The sorghum pericarp (which originates from the ovary wall) is the outer covering adhering strongly to the endosperm, and is characterized by three distinctive layers: the epicarp, mesocarp and endocarp (Earp et al 2004). The epicarp is the outermost layer, and it is generally coated with wax and contains coloured pigments, which determine the colour of the grain (Serna-Saldivar and Rooney 1995). The mesocarp is the middle layer, which often contains starch granules, a characteristic unique to sorghum and pearl millet (Serna-Saldivar and Rooney 1995). According to Taylor and Dewar (2001) the presence of starch in the mesocarp could account for the high friability of the sorghum pericarp. A friable pericarp is disadvantageous for dry milling as it fragments into fine pieces and escape separation, thus contaminating the meal (Perten 1984). The thickness of the mesocarp determines the overall thickness of the pericarp. This is controlled by the Zgene, where the dominant Z gene produces a thin pericarp and the recessive gene combination (zz) codes for a thick mesocarp (Rooney and Miller 1982). Thin pericarps tend to adhere tightly to the kernel, while thick pericarps attach loosely (Bassey and Schmidt 1989). Consequently, the thickness of the pericarp is an important grain property because sorghum types with thick pericarps decorticate easily by hand pounding than sorghums with thin pericarps, and the latter types perform better under mechanical decortication (Maxson et al 1971, Scheuring et al 1983). Pericarp thickness is also important in that sorghum types with thick pericarps are prone to weathering (SernaSaldivar and Rooney 1995). These types of sorghums were shown to consistently contain higher amounts of phenolic compounds (Beta et al 1999), which if incorporated into derived food products could cause astringent taste (Drewnoski and Gomez-Carneros 2000). The mesocarp forms a mechanically weak area, which permits the pericarp to peel off in large flakes during milling (Shepherd 1981).

Germ

The germ, which consists of the embryonic axis (radicle and plumule) and the scutellum, is firmly embedded in the kernel, secured by strong cementing layer and interlinking glands between the scutellum and the endosperm (Rooney 1973). The germ is rich in lipids, protein and minerals, with most of the lipids contained in the scutellum (Rooney and Serna-Saldivar 1993). The size of the germ varies among sorghum types, but in all sorghums, it is proportionally large relative to the size of the endosperm (FAO 1995), making the sorghum kernel one of the highest in oil content among the cereals (Kent and Evers 1994). It is difficult to de-germ sorghum (FAO 1995), and the degree of difficulty varies among sorghum types (Rooney 1973). As a result sorghum meals inevitably become contaminated with oil (Gomez 1993), which often cause rancidity problems in sorghum products (Hoseney 1994).

Protein

Protein is the second major component of sorghum, making up approximately 12% of the whole grain weight (Serna-Saldivar and Rooney 1995). Taylor and Schüssler (1986) determined that about 80, 16, and 3% of the total sorghum protein is contained in the endosperm, germ, and pericarp, respectively. As such, the decortication process, which primarily removes the pericarp, also removes some of the germ and part of the outer endosperm, which contain some amounts of protein. Thus, in essence, decortication reduces the amount of protein available in the grain (Serna-Saldivar and Rooney 1995).

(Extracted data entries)
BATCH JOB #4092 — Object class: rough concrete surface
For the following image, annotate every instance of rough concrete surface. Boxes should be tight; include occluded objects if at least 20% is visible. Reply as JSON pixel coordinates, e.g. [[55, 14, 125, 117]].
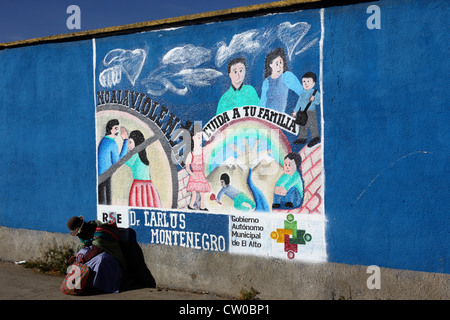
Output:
[[0, 227, 450, 300], [0, 261, 225, 300]]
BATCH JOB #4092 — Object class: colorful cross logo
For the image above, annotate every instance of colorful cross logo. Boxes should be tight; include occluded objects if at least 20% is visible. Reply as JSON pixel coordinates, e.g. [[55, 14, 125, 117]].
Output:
[[270, 214, 312, 259]]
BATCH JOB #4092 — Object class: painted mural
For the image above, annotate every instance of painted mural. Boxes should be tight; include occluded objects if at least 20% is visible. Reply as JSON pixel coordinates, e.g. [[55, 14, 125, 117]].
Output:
[[93, 10, 326, 261]]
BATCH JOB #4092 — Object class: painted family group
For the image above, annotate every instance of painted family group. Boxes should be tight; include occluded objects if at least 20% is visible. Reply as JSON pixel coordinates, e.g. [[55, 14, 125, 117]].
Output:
[[98, 48, 320, 215]]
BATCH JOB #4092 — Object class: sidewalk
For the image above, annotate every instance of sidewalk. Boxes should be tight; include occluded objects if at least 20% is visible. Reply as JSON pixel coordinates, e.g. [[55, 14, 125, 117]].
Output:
[[0, 261, 227, 300]]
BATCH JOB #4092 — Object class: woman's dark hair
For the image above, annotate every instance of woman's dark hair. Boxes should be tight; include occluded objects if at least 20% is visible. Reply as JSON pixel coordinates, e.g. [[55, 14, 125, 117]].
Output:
[[129, 130, 150, 166], [264, 48, 289, 79]]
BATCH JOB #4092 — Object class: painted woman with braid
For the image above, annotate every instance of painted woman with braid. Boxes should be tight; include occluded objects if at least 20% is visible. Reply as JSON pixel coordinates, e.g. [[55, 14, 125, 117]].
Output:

Assignment A | Please restate the stretch of the sorghum grain passage from "The germ, which" through "products (Hoseney 1994).", switching "scutellum" to "shield".
Assignment B | In the sorghum grain passage, about what share of the whole grain weight is protein?

Written reply A |
The germ, which consists of the embryonic axis (radicle and plumule) and the shield, is firmly embedded in the kernel, secured by strong cementing layer and interlinking glands between the shield and the endosperm (Rooney 1973). The germ is rich in lipids, protein and minerals, with most of the lipids contained in the shield (Rooney and Serna-Saldivar 1993). The size of the germ varies among sorghum types, but in all sorghums, it is proportionally large relative to the size of the endosperm (FAO 1995), making the sorghum kernel one of the highest in oil content among the cereals (Kent and Evers 1994). It is difficult to de-germ sorghum (FAO 1995), and the degree of difficulty varies among sorghum types (Rooney 1973). As a result sorghum meals inevitably become contaminated with oil (Gomez 1993), which often cause rancidity problems in sorghum products (Hoseney 1994).

Written reply B | Approximately 12%.